_Prompt 1_. Reproduce the part of the product-market fit notes between "PLG (Product-Led Growth)" and "that predicts conversion)", inclusive, with "free tier" changed to "no-cost tier".
_Prompt 2_.
Please answer these questions from the product-market fit notes:
(a) What is the primary signal for a marketplace?
(b) What must the free tier have, in the PLG finding strategy?
(c) In the scaling trap, which users feel abandoned?

_Text passage_.
::::::::::
PMF finding strategy:

  • Consumer PMF is about habit formation — which behavior do you own in a user's day?
  • Find the "aha moment" (the action that predicts retention). Build everything to get users there faster.
  • Segment ruthlessly — consumer PMF is often strong in one demographic, weak in others.

Common false signals:

  • High D1 retention from email campaigns that re-engage dormant users
  • Good NPS from vocal users who are power users, not typical users
  • Media buzz driving installs from wrong audience

Marketplace

Primary signal: Successful transaction rate and repeat buyer rate.

Secondary signals:

  • Supply-side retention (sellers/providers coming back)
  • Liquidity score: % of demand requests matched within acceptable time
  • Referral: both sides sending others

PMF challenge: You have two customers (supply and demand). PMF can exist on one side and not the other.

PMF finding strategy:

  • Start with constrained geography or category — don't try to be national before local works
  • Measure GMV per cohort, not just transaction count
  • Find the "magic moment" for both buyer and seller. Optimize for both.

PLG (Product-Led Growth)

Primary signal: Free-to-paid conversion rate + paid retention.

Secondary signals:

  • Time to activation (reaching the "aha moment" in free tier)
  • PQL (product-qualified lead) conversion to paid
  • Team invites from individual users (virality coefficient)

PMF finding strategy:

  • The free tier must have genuine value — not a crippled trial
  • Track activation milestone (the action that predicts conversion)
  • Optimize activation before conversion — conversion optimizations don't work if nobody activates

After PMF: The Scaling Trap

Most companies that fail after PMF weren't ready to scale. They scaled the wrong thing.

The Scaling Trap

You have PMF with segment A. You hire sales and start selling to segment B. Segment B doesn't retain. NPS drops. Engineers chase segment B feature requests. Segment A users feel abandoned.

This is the most common way early-stage companies die after PMF.
::::::::::
_Input data_.
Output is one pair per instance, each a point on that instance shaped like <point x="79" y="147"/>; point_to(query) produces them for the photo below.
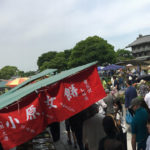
::::::::::
_Exercise solution 1_.
PLG (Product-Led Growth)

Primary signal: Free-to-paid conversion rate + paid retention.

Secondary signals:

  • Time to activation (reaching the "aha moment" in no-cost tier)
  • PQL (product-qualified lead) conversion to paid
  • Team invites from individual users (virality coefficient)

PMF finding strategy:

  • The no-cost tier must have genuine value — not a crippled trial
  • Track activation milestone (the action that predicts conversion)

_Exercise solution 2_.
(a) Successful transaction rate and repeat buyer rate.
(b) Genuine value, not a crippled trial.
(c) Segment A users.